• EXCERPT PROVIDED:

-------

【poj3278】Catch That Cow

Description

Farmer John has been informed of the location of a fugitive cow and wants to catch her immediately. He starts at a point N (0 ≤ N ≤ 100,000) on a number line and the cow is at a point K (0 ≤ K ≤ 100,000) on the same number line. Farmer John has two modes of transportation: walking and teleporting.

* Walking: FJ can move from any point X to the points - 1 or + 1 in a single minute
* Teleporting: FJ can move from any point X to the point 2 × X in a single minute.

If the cow, unaware of its pursuit, does not move at all, how long does it take for Farmer John to retrieve it?

Input

Line 1: Two space-separated integers: N and K

Output

Line 1: The least amount of time, in minutes, it takes for Farmer John to catch the fugitive cow.

Sample Input

5 17

Sample Output

4

Hint

The fastest way for Farmer John to reach the fugitive cow is to move along the following path: 5-10-9-18-17, which takes 4 minutes.

-------

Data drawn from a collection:
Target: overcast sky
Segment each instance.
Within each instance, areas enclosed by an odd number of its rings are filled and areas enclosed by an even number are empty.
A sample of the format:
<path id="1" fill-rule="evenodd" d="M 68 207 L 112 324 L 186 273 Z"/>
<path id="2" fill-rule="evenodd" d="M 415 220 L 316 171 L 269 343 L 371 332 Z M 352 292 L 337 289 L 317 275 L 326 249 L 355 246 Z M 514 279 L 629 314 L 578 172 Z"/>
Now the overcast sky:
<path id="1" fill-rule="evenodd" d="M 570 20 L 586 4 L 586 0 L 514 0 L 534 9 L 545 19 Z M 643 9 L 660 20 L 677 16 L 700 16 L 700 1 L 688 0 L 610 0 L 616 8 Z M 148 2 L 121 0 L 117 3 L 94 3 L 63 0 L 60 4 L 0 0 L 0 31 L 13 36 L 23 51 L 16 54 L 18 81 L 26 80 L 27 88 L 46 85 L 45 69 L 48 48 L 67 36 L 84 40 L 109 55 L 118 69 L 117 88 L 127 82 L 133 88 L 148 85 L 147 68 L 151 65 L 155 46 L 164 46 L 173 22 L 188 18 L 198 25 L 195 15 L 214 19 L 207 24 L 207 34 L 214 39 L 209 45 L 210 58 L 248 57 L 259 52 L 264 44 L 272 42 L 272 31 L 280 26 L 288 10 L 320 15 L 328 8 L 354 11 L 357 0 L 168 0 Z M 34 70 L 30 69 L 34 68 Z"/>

-------

• TO BE DONE:
• 1. List every section heading in the Catch That Cow problem statement, in the order they appear.
• 2. Go on with the Catch That Cow problem statement, picking up right after its closing hint.
You won't need the records for anything that follows.

• ANSWER SET:
• 1.
Description
Input
Output
Sample Input
Sample Output
Hint

• 2.
Source

USACO 2007 Open Silver

题解

题意:给定两个整数n和k,通过 n+1或n-1 或n*2 这3种操作,使得n==k,输出最少的操作次数

bfs,找到的第一组就是最小步数

#include<iostream>
#include<cstdlib>
#include<queue>
#define N 1000000
using namespace std;
struct node
{
    int x,step;
};
queue <node> Q;
node first,now;
bool vis[N+10];
int n,k,ans;
int check(int x)
{
    if (x<0 || x>N ||vis[x]) return 0;
    return 1;
}
void extend(node in)
{
    node p = in;
    p.step ++;
    p.x = in.x*2;
    if (check(p.x)) vis[p.x] = true,Q.push(p);
    p.x = in.x+1;
    if (check(p.x)) vis[p.x] = true,Q.push(p);
    p.x = in.x-1;
    if (check(p.x)) vis[p.x] = true,Q.push(p);
}
int bfs()
{
    Q.push(first);
    while (!Q.empty())
    {
        now = Q.front();
        Q.pop();
        if (now.x == k) return now.step;
        extend(now);
    }
}
int main()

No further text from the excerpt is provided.